Data items >>
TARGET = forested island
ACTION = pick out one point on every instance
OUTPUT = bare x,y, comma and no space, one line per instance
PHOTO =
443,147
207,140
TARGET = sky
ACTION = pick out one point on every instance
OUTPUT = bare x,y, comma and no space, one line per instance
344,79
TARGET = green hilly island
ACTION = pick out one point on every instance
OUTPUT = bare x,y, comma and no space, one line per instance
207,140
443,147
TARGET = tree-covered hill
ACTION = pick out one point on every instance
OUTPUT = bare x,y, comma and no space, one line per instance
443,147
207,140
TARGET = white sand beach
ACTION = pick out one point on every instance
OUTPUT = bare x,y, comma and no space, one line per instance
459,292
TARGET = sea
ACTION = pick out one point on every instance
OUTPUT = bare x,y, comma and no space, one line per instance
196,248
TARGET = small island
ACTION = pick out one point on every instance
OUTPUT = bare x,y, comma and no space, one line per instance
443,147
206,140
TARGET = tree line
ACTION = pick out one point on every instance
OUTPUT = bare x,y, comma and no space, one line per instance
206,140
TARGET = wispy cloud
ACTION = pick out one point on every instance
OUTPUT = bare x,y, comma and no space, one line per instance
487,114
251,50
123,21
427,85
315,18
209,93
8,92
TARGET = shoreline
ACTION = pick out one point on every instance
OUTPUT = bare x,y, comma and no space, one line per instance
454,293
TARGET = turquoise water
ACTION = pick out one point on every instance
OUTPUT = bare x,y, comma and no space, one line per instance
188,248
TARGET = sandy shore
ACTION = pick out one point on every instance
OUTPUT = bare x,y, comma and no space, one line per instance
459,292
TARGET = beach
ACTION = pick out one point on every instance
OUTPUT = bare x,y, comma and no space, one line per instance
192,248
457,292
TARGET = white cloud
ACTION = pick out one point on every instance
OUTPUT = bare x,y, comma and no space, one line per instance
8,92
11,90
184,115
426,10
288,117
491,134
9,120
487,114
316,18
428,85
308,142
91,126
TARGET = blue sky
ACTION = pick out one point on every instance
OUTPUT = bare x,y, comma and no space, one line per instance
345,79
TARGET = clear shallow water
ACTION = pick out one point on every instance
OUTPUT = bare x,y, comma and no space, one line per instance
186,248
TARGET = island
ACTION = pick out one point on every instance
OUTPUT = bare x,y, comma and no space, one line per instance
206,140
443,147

WRITTEN EXERCISE >> Rewrite all of the rows above with "pick out" changed to "mark" wherever it appears, keeping every other part the same.

OUTPUT OF THE EXERCISE >>
TARGET = forested island
ACTION = mark one point on every instance
OUTPUT = bare x,y, comma and no space, one line per instance
PHOTO =
443,147
207,140
TARGET = sky
ACTION = mark one point on every instance
OUTPUT = bare x,y, comma and no space, one line per instance
344,79
TARGET = green hilly island
ACTION = mark one point on every instance
OUTPUT = bare x,y, comma and no space, one line per instance
207,140
443,147
TARGET = tree-covered hill
ACTION = mark one point on every instance
OUTPUT = bare x,y, comma and no space, one line per instance
443,147
207,140
TARGET = white sand beach
ACTION = mark one point on every instance
OUTPUT = bare x,y, comma and no space, one line per instance
459,292
TARGET = sea
ACTION = mark one point on every instance
OUTPUT = bare x,y, comma and no space, one line per instance
196,248
TARGET = small island
ACTION = mark one point on every instance
OUTPUT = bare x,y, comma and no space, one line per instance
443,147
206,140
TARGET = tree line
ACTION = mark one point on every instance
OUTPUT = bare x,y, comma and no space, one line per instance
206,140
TARGET = wispy cloud
ACTION = mark one point on every instance
OUTPUT = bare x,y, comma and no space, one line per instance
487,114
251,50
123,21
427,85
315,18
209,93
8,92
TARGET = shoreline
ACTION = mark one point on every instance
OUTPUT = bare x,y, comma and no space, one line per instance
454,293
TARGET = turquoise water
ACTION = mark one point on every instance
OUTPUT = bare x,y, comma and no space, one line per instance
188,248
TARGET = sandy shore
ACTION = mark one point on every instance
OUTPUT = bare x,y, comma and no space, one line per instance
459,292
TARGET = beach
ACTION = mark one point on every instance
OUTPUT = bare x,y, comma and no space, one line per instance
192,248
457,292
TARGET = white cloud
ACTION = mark one point on every instance
OUTPUT = bare x,y, comma and no space, one line per instance
8,92
11,90
184,115
426,10
288,117
491,134
9,120
487,114
316,18
428,85
308,142
91,126
TARGET = blue sky
ACTION = mark one point on every instance
OUTPUT = bare x,y, comma and no space, one line per instance
345,79
TARGET = clear shallow water
ACTION = mark one point on every instance
OUTPUT = bare x,y, comma and no space, one line per instance
186,248
TARGET = island
ACTION = mark one point on every instance
OUTPUT = bare x,y, comma and no space, one line per instance
206,140
443,147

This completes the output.